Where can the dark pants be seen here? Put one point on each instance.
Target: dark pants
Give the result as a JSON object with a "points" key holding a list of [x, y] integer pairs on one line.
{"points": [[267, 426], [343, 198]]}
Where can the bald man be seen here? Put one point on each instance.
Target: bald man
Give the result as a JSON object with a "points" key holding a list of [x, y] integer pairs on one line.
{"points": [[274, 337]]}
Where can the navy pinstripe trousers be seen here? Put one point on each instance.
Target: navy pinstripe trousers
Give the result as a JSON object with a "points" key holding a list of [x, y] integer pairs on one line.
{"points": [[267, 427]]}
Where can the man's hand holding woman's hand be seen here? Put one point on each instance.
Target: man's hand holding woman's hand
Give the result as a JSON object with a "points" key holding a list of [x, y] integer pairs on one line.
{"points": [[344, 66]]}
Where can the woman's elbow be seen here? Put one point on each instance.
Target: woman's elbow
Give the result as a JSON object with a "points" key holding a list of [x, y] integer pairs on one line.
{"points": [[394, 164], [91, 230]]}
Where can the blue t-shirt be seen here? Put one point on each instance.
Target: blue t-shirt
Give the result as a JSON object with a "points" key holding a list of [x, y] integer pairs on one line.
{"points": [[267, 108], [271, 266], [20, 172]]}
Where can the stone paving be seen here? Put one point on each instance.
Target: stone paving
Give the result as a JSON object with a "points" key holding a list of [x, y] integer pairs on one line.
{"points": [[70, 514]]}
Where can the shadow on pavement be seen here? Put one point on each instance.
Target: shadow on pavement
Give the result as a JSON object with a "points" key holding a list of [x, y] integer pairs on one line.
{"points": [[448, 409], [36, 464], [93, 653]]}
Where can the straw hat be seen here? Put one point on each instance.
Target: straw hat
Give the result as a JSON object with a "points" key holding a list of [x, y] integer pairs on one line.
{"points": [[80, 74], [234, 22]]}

* * * *

* _Task item_:
The expected answer is only a number: the count of lines in this listing that contain the string "blue".

* _Answer for the task_:
2